• _MATERIAL FOR THIS TASK_:
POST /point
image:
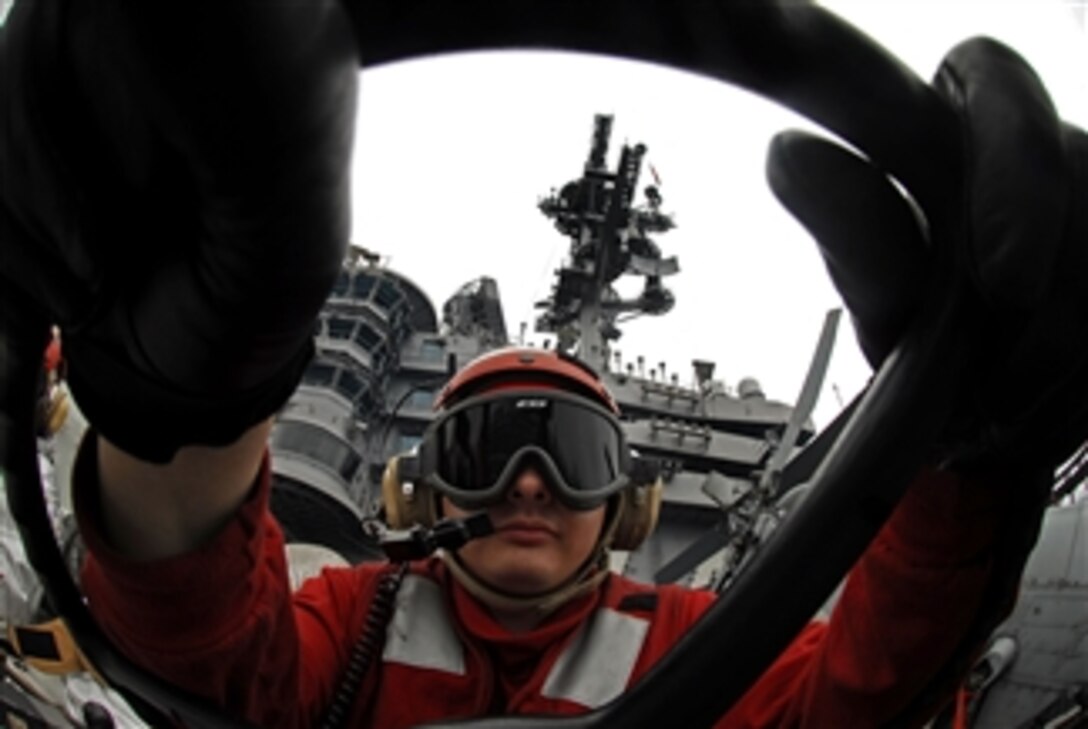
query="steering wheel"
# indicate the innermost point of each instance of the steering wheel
(802, 57)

• _GOAL OF THE EXERCISE_:
If a record holds a picture, leave the picture out and print everything else exactly.

• _ANSWER TO THE EXERCISE_:
POST /point
image:
query="steering wheel"
# indicate the innermost point of each instance of the steering wheel
(802, 57)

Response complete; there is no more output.